_WORK INSTRUCTIONS_
Starting with the line that holds "Practice step: indicate the orange graffiti", copy out each remaining line of the listing below, up to and including the last one, and include nothing else.

(Records from a data source)
--- begin ---

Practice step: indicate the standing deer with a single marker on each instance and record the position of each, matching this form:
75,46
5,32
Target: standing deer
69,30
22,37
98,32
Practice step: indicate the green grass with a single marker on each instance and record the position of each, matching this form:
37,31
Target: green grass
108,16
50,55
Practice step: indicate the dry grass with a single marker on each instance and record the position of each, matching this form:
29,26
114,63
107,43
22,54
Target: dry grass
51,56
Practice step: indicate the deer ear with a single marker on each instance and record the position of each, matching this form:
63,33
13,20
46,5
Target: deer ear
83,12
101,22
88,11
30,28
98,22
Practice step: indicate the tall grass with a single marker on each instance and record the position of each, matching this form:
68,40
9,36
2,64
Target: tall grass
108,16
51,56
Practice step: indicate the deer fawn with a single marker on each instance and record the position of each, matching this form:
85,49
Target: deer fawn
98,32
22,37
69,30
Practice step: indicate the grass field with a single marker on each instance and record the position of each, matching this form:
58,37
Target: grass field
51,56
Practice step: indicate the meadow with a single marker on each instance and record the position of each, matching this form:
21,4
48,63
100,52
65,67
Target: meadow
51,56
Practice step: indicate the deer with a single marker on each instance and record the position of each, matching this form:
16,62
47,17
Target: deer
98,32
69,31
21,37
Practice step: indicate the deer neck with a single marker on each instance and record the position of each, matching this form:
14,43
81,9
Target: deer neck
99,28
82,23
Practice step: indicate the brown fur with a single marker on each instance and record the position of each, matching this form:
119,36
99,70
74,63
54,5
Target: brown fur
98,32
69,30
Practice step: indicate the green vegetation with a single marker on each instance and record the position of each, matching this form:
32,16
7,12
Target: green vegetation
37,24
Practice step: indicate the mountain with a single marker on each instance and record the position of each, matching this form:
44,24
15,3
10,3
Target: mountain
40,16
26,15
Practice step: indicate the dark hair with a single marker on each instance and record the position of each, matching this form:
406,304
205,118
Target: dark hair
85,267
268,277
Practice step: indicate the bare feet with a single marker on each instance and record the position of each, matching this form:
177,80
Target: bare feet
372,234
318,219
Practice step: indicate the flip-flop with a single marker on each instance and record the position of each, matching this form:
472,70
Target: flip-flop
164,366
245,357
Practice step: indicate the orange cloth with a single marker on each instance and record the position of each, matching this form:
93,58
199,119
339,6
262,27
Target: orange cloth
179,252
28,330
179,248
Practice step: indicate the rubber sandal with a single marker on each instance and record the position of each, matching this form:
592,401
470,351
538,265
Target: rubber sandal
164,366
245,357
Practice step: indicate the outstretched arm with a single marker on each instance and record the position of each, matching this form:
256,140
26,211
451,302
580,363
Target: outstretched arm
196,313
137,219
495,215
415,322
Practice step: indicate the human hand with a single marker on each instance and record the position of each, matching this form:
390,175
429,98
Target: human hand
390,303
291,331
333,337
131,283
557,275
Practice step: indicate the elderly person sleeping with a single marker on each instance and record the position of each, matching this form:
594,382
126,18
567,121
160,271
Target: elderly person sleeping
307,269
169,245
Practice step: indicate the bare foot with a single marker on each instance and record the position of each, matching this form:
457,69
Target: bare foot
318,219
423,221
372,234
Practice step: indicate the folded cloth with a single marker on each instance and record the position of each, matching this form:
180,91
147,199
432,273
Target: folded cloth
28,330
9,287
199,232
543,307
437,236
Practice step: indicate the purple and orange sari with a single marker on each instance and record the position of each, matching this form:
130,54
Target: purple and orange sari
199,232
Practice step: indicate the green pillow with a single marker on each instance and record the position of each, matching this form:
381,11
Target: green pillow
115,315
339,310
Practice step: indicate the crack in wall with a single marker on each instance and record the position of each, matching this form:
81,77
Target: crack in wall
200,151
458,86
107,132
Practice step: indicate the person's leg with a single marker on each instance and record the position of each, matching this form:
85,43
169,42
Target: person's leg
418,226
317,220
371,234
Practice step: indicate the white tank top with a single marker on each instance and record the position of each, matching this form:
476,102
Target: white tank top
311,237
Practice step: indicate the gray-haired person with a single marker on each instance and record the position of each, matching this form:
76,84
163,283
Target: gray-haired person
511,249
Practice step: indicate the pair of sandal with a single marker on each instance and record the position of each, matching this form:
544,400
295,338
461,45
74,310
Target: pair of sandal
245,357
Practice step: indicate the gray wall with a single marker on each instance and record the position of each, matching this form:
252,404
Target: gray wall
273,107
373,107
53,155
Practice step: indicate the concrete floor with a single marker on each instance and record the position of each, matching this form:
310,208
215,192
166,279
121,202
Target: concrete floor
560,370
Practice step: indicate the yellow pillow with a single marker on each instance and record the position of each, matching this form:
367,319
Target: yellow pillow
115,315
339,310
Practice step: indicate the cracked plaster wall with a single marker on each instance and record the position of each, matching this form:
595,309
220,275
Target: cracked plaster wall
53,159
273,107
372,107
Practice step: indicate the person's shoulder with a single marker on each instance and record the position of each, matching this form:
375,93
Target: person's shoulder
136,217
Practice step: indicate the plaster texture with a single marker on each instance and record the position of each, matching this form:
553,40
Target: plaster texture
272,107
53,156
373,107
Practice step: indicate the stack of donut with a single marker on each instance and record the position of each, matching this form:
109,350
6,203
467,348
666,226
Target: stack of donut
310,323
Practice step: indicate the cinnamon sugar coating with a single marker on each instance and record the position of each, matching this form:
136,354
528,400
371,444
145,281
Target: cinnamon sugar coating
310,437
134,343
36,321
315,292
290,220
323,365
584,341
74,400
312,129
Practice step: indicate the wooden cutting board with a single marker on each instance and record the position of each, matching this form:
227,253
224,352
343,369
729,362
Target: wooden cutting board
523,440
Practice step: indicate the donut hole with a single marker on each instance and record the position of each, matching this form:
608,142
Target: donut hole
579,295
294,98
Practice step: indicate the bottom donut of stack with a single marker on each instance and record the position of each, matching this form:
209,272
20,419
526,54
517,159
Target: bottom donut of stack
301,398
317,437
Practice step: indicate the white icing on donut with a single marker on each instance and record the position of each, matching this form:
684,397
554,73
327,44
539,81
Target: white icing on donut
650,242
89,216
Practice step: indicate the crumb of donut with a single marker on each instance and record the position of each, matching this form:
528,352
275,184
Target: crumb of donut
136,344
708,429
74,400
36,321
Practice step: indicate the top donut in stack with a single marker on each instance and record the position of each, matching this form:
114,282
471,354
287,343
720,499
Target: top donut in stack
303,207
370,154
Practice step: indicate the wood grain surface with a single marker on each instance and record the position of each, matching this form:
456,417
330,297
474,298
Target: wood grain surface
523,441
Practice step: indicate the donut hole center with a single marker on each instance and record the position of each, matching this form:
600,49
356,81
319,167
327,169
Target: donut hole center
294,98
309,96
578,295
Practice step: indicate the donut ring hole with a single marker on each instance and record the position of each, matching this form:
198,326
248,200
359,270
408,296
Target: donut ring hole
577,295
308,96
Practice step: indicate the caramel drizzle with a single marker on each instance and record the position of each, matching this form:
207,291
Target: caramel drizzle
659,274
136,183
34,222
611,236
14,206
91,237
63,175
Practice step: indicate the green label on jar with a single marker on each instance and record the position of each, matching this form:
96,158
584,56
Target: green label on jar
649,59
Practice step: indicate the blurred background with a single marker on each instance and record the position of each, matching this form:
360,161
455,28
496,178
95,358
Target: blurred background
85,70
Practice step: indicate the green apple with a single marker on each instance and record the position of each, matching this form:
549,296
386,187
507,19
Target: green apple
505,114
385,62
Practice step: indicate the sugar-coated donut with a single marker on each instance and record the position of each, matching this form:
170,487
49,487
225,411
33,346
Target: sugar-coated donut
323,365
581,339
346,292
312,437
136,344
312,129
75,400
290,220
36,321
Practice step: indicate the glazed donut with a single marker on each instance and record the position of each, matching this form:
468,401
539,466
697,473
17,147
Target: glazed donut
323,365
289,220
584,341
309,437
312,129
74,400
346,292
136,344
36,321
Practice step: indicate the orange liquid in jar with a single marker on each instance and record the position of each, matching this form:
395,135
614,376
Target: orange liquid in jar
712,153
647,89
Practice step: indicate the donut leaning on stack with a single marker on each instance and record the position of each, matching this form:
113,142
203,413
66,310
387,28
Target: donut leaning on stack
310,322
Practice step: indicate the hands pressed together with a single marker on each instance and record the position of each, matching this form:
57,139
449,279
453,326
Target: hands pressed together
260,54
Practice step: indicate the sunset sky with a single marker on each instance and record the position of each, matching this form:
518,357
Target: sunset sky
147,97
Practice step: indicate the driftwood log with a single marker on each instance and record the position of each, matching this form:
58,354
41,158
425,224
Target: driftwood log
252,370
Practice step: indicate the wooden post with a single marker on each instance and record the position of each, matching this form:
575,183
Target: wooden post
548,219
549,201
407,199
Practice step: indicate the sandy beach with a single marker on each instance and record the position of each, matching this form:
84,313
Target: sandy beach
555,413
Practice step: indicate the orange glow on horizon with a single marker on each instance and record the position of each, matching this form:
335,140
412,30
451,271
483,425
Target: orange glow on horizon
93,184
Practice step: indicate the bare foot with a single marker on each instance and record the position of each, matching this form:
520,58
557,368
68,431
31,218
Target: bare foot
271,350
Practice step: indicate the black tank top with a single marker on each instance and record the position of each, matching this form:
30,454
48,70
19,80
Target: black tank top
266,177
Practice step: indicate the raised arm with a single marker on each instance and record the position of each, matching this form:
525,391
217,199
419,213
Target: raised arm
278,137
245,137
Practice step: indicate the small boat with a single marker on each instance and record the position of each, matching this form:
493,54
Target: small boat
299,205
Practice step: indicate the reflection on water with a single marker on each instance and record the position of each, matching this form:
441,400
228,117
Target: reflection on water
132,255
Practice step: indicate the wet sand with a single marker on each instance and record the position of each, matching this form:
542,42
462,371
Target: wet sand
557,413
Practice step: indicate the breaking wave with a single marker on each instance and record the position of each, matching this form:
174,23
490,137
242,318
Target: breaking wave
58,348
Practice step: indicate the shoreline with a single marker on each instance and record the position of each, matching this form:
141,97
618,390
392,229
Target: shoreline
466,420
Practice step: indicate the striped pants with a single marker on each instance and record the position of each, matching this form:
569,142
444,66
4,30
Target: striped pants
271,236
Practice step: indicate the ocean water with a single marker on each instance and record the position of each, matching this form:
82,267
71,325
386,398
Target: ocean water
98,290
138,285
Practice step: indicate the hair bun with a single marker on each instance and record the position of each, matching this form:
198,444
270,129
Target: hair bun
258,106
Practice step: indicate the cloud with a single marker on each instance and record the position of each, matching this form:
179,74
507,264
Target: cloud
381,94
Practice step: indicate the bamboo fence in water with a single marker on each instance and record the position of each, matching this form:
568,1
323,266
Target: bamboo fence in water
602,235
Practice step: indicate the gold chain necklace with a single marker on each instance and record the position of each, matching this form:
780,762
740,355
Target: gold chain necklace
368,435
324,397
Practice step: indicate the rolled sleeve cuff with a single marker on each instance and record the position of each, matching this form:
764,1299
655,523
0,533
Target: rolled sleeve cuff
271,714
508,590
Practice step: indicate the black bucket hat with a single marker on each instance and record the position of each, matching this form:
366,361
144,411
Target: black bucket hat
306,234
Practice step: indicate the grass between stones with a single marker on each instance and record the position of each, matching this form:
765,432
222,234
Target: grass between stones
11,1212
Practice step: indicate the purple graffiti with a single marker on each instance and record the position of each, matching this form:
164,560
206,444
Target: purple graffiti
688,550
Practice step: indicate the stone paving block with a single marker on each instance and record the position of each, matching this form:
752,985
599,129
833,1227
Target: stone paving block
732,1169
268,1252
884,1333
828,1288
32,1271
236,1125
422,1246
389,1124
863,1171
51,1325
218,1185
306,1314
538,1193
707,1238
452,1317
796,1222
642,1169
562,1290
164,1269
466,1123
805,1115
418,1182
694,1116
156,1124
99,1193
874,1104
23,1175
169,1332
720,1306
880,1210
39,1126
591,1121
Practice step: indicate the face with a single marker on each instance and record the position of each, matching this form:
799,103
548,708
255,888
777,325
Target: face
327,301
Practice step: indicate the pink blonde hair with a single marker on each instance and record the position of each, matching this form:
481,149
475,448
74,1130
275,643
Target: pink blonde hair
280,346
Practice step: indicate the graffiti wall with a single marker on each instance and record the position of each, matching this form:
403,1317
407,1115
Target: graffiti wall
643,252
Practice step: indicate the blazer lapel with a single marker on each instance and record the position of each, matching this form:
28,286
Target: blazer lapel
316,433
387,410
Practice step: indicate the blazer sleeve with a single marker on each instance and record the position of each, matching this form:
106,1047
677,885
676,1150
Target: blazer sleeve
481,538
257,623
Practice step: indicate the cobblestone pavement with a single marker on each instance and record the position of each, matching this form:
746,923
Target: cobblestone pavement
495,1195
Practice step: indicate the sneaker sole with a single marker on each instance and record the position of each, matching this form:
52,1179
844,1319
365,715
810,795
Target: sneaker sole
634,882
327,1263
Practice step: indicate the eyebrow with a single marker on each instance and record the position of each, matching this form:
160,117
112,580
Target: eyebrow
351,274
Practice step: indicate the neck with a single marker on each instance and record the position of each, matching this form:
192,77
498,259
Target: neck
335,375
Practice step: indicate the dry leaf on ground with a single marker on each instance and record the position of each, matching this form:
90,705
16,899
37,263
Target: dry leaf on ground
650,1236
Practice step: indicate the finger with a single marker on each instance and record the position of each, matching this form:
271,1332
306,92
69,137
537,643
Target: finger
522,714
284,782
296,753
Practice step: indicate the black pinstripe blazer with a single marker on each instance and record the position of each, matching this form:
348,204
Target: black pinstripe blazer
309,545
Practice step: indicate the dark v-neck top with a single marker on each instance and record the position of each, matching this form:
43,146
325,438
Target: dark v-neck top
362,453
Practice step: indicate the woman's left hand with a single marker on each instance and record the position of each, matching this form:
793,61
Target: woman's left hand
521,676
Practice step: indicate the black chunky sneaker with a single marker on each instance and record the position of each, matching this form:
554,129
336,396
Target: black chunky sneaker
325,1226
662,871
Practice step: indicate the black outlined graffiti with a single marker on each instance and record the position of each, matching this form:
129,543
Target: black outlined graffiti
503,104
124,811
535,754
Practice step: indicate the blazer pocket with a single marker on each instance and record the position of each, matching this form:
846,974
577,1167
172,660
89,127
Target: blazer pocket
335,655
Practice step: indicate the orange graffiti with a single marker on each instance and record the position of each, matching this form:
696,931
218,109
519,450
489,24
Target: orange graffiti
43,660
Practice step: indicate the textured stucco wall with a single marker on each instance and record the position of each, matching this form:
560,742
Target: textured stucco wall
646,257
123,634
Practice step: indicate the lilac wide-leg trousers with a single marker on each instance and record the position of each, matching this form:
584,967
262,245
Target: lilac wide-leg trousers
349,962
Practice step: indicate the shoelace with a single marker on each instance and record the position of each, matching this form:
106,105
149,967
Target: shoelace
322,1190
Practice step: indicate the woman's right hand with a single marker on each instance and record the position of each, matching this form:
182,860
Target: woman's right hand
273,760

--- end ---

_RESULT_
Practice step: indicate the orange graffiti with a single marker on each instance and record the position of each, matching this form:
696,931
218,109
519,450
489,24
Target: orange graffiti
43,660
Practice step: indicate the textured stucco wall with a single marker on each instance and record the position of each, matching this form:
560,742
Target: textured stucco wall
646,257
123,634
Practice step: indicate the lilac wide-leg trousers with a single marker on each instance and record the position of each, matching this form:
584,967
262,245
Target: lilac wide-leg trousers
349,962
Practice step: indicate the shoelace with a single marker on each instance and record the position of each, matching this form:
106,105
149,967
Target: shoelace
322,1190
Practice step: indicate the woman's right hand with a single marker on each instance and record the position of each, matching this form:
182,860
Target: woman's right hand
273,760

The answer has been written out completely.